----- INFORMATION SUPPLIED -----

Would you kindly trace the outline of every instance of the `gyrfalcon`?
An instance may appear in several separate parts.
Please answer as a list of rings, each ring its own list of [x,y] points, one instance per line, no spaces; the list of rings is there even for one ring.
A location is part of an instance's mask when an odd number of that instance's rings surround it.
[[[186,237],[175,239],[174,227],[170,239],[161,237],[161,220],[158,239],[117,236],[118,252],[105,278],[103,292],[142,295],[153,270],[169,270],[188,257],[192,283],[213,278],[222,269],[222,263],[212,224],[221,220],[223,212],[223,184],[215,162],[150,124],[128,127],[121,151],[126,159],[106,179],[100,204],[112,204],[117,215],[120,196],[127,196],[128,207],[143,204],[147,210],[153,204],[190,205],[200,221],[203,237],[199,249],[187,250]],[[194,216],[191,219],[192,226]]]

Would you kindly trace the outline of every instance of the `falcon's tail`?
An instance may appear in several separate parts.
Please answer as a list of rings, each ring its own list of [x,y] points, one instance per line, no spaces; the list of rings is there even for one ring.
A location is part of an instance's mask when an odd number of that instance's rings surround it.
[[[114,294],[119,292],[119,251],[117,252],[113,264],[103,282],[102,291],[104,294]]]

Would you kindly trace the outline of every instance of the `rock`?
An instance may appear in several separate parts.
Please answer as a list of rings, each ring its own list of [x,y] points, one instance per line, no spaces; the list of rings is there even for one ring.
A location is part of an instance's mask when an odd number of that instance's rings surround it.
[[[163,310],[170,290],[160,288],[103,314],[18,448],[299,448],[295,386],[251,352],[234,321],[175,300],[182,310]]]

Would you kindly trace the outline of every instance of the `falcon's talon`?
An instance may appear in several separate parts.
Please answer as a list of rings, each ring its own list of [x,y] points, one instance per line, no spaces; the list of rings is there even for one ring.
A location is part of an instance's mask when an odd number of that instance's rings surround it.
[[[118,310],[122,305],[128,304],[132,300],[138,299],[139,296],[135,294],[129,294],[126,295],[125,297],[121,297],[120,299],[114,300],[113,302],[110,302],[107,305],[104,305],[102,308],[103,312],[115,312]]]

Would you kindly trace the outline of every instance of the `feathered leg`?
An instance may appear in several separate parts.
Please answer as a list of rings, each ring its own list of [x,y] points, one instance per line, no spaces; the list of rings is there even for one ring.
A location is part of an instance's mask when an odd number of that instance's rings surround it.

-----

§ PROBLEM:
In the records above, tally the lines where the word "every" appears, and give the number and nothing else.

§ SOLUTION TO THIS EXERCISE:
5